#### Work required:
Please recast every line of the records below as a numbered list, skipping the blank lines. Leave the pictures out of your answer.

(Records excerpted from a collection)

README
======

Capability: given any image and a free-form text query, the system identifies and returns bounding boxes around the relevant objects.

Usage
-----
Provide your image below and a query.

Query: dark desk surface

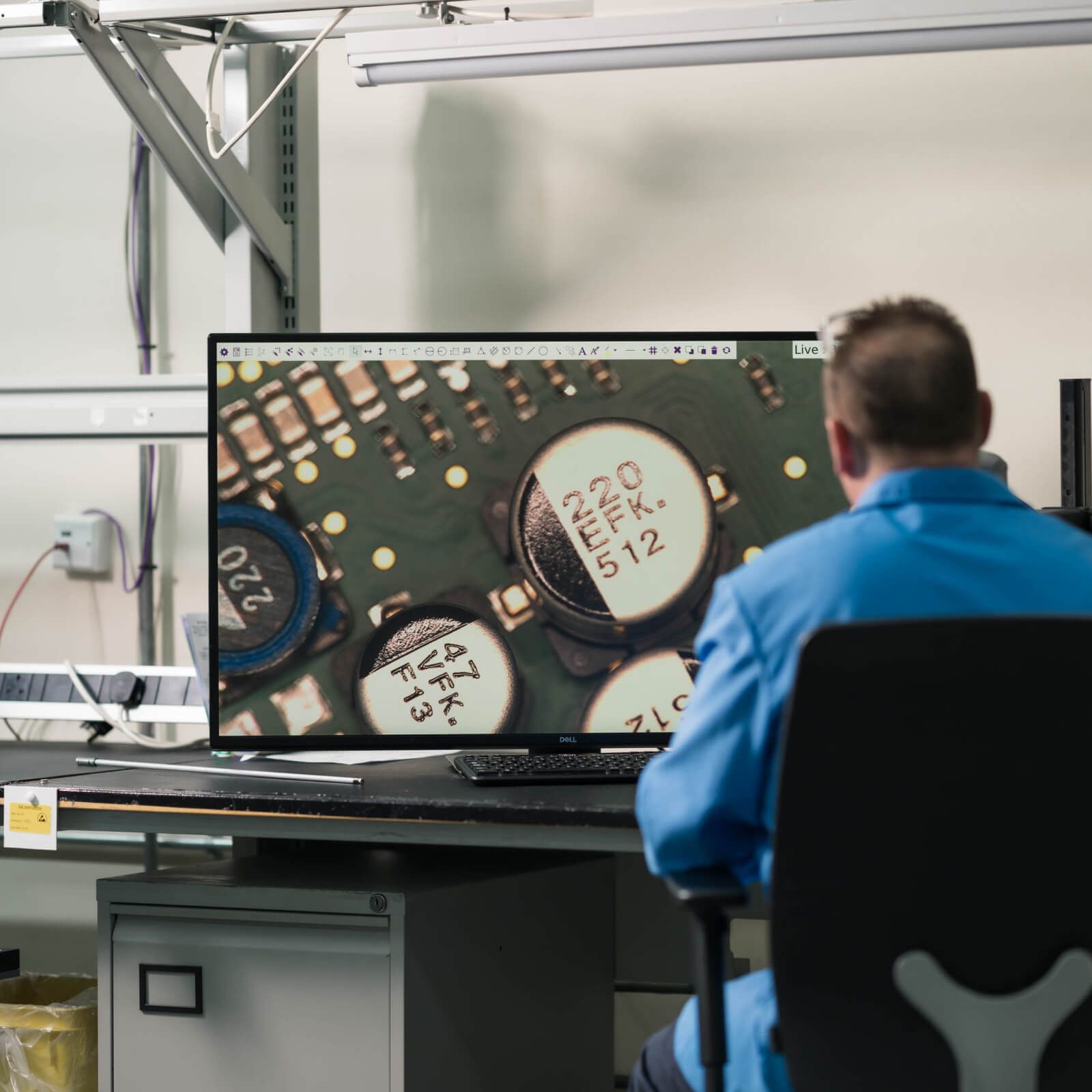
[0,743,640,850]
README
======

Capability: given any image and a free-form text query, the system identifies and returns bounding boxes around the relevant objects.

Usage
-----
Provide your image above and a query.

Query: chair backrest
[772,618,1092,1092]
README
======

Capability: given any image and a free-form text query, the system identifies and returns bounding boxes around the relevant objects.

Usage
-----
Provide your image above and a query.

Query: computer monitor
[209,331,844,750]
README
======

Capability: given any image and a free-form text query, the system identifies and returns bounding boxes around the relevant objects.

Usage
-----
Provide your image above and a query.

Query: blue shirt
[637,468,1092,1088]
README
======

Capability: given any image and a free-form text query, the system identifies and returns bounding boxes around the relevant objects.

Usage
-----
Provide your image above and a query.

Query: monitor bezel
[206,330,819,752]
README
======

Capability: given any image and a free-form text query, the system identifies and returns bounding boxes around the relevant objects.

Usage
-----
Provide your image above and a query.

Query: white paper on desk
[242,750,455,766]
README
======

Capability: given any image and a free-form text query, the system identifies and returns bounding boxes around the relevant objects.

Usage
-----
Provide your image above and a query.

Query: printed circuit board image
[214,340,845,745]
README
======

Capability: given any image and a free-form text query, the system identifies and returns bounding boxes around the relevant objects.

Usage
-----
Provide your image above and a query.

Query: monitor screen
[209,332,844,750]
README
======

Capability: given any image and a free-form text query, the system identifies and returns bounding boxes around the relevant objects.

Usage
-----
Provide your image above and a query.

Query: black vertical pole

#### Written solution:
1. README
2. ======
3. Capability: given any image and a free-form text query, the system identifies and returns bounding boxes around the relevant objects.
4. Usage
5. -----
6. Provide your image below and a query.
7. Query: dark desk surface
8. [0,743,640,850]
9. README
10. ======
11. Capability: given any image and a free-form text query, the system identifies and returns bounding boxes around the relevant objects.
12. Usage
13. -----
14. Provide your image above and a query.
15. Query: chair backrest
16. [772,618,1092,1092]
17. README
18. ======
19. Capability: given any image and a free-form text query, the system identifies and returns bounding boxes around the relevant objects.
20. Usage
21. -----
22. Provide your image above and a query.
23. Query: computer monitor
24. [209,331,844,750]
25. README
26. ======
27. Capability: given any image and a free-form text query, the system identifies and returns bounding boxes around the relevant objects.
28. Usage
29. -----
30. Provide your image above and a query.
31. Query: blue shirt
32. [637,468,1092,1088]
33. README
34. ======
35. Capability: given any image and a free-form text query, the system identifies and returns bounding boxes around the relevant objects.
36. Usage
37. -----
38. Provide your image above and a query.
39. Query: monitor bezel
40. [206,330,819,752]
41. README
42. ======
43. Capability: given any image and a free-form text query, the system identifies and returns bounding boxes around the relevant objects.
44. Usage
45. -----
46. Provide your image above and a query.
47. Query: white paper on desk
48. [242,750,455,766]
49. README
50. ======
51. Capability: given any image and a free-form text query, the system identifies and returns bounding boxes around the relevant objects.
52. Usage
53. -----
54. Provide your image above and a query.
55. Query: printed circuit board image
56. [214,340,845,745]
57. README
58. ======
59. Capability: given any image and a free-form text query, the system identifies and returns bounding boxes around the relevant objects.
60. Usage
61. -----
62. Provide your image above and a query.
63. Query: monitor screen
64. [209,332,844,750]
65. README
66. ======
67. Capability: given any image and a free-form text query, the system identifies and returns bounding boxes around the relevant objects.
68. Usage
69. -----
70. Provide your image above and a query.
71. Query: black vertical pole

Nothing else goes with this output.